━━ AANGELEVERDE TEKST
Waarom en hoe is het Reflectief practium ontsaan?
De werkwijze Reflectief Practicum is in 2017 in het kader van het NRO-project ‘Innovatiecentra VVE’ door Peuteropvang Heerlen en de schoolbesturen Innovo en Movare ontwikkeld. De innovatiecentra VVE waren proeftuinen waar de kinderopvang in samenwerking met de gemeente gedurende drie jaar ging experimenteren met een innovatieve maatregel om het vve-aanbod te verbeteren. Heerlen werd met de werkwijze ‘Reflectief Practicum’ als een van de vijf gemeenten als ‘innovatiecentrum’ geselecteerd voor deelname. De ervaringen met de werkwijze waren positief en sinds het aflopen van de projectperiode wordt het Reflectief Practicum op verzoek van ‘koppels’, een combinatie van een pedagogisch medewerker en een leerkracht, ingezet om de samenwerking te versterken. Het reflectief practicum wordt ingezet op peuter- en kleutergroepen binnen bestaande samenwerkingsverbanden en waar de peuter- en kleutergroepen zich in hetzelfde gebouw bevinden.
━━━━
DOEL 1: Welke partijen ontwikkelden volgens de aangeleverde tekst de werkwijze Reflectief Practicum?
DOEL 2: Zet de tekst over het Reflectief Practicum voort na de laatste zin.
De regels hieronder spelen hierbij geen enkele rol.
━━ AANGELEVERDE GEGEVENS
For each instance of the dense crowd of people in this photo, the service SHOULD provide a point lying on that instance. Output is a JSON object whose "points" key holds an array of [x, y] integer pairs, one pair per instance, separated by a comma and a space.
━━━━
EINDANTWOORD 1: Peuteropvang Heerlen en de schoolbesturen Innovo en Movare.

EINDANTWOORD 2:
Wat houdt het Reflectief Practicum in?
De interventie bestaat uit een jaarlijkse audit uitgevoerd door een audit-koppel. Elk audit-koppel bestaat uit een pedagogisch medewerker en een leerkracht van de aan elkaar gekoppelde peuteropvanglocatie en basisschool. Als er meerdere peuter- en kleutergroepen zijn, wordt in het auditplan afgesproken wie bij wie gaat kijken. De audit-koppels worden in het auditproces (dat wil zeggen, het voorbereiden, uitvoeren en evalueren van de audit) begeleid door auditoren. De auditoren zijn hbo-geschoolde pedagogisch VVE coaches die kennis hebben van het begeleiden van het auditproces.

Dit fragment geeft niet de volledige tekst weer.